--- START OF Excerpt ---
I say take Packards advice get a new gun and if you have too, sell the Xbreed and buy a new one for the new weapon you choose. I would want this over and I would want a reliable gun fast more then I'd want a gun from a company that can't make something work just because I own a 60 dollar holster that fits it. Thats like saying I can't get rid of it I still have bullets left in my way of thinking.

RCG


----------



## SMann (Dec 11, 2008)

Did you buy your Taurus before or after you found this forum?


----------



## kyroguy (Apr 3, 2010)

I hear what you all are saying. The thing is I actually like the gun overall. I know that sounds nuts at this point but that is the truth. I like the way it fits in my hand and I like the layout. I just want it fixed, and I know exactly what it will take to do that. Sure I could junk or sell the holster, and I can afford a new one. At this point though, it's the principle. 

I found this forum before I bought the gun. Yes, I read the reviews. I read as many as I could find online. They ended up being a little positive and a little negative. At purchase time I looked at everything and made my choice. Competitive price, great warranty, perfect fit, I chose the TCP. What kind of company can give a lifetime warranty if they suck? Well I guess I found out...
--- END OF Excerpt ---
--- START OF Recorded data ---
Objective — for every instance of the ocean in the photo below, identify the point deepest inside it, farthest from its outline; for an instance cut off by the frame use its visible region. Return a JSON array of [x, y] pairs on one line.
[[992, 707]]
--- END OF Recorded data ---
What to work on:
[a] From the forum thread about the Taurus, list the factors kyroguy names as the reasons for choosing the TCP.
[b] Summarize the forum thread about the Taurus in two sentences.
[c] Pick up the forum thread about the Taurus after its last sentence and keep it going.

Answers to the tasks:
[a]
Competitive price
Great warranty
Perfect fit

[b] One poster advises selling the Xbreed holster and getting a reliable new gun, and another asks whether the Taurus was bought before or after finding the forum. kyroguy answers that the gun fits well and should be fixed on principle, and that the purchase came after finding the forum and reading mixed reviews, with the TCP chosen for its price, warranty and fit.

[c]
I can't believe nobody has commented on the inserts I included with the gun. Did you see them in the video near the end? If I wasn't so mad it would almost be comical. The problem is so obvious I have related it to others this way. If you bought a car with square wheels and sent it back for repair because the wheels didn't roll. You included a note with it telling the dealer to replace the wheels with round ones. You even include a picture of a square and a picture of a circle for reference in case there is any confusion. You do this three times. They send it back with a fresh set of square wheels every time. You want to scream and strangle them. It is really that obvious. 

Thanks for the feedback.


----------



## recoilguy (Apr 30, 2009)

If I did that I wouldn't care how good my butt felt in the seat of my Taurus, I'd get an Impala or Camary or 200........principle be dam ned I want a car that gets me somewhere. Thats what cars are for. If your TCP isn't fixed yet it's not protecting you its a giant Taurus paper weight. Get a gun that works! These are all meaningless if you can't put a bullet through it.....Competitive price, great warranty, perfect fit.....you left out the most important thing......does it work.

RCG


----------



## kyroguy (Apr 3, 2010)

I think you are right, recoilguy. Your post is what I needed to hear. I am going to pursue a refund. They aren't worth it. I have another carry pistol that I can use in the mean time so it is not like I am without protection. But I need to get my cash back and buy something that is going to work.


----------



## Packard (Aug 24, 2010)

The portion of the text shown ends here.